─── Stored records

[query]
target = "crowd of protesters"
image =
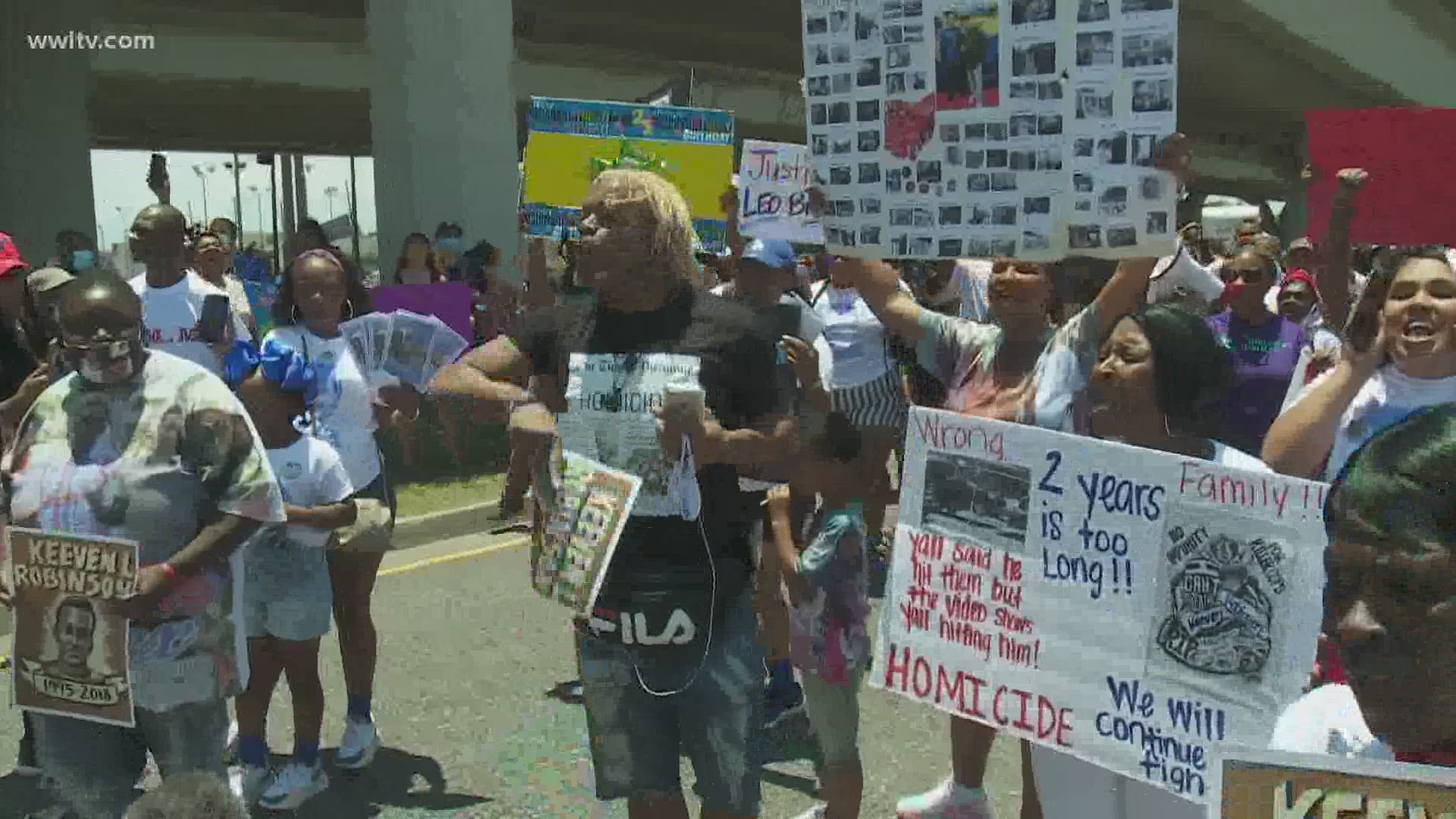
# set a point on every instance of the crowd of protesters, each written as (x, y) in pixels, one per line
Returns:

──────

= Requirement =
Output every line of the rows above verbatim, leaving out the pictures.

= Correct response =
[query]
target = "crowd of protesters"
image =
# set a point on every instance of the crowd of protesters, each written as (x, y) in pixels, one per line
Returns:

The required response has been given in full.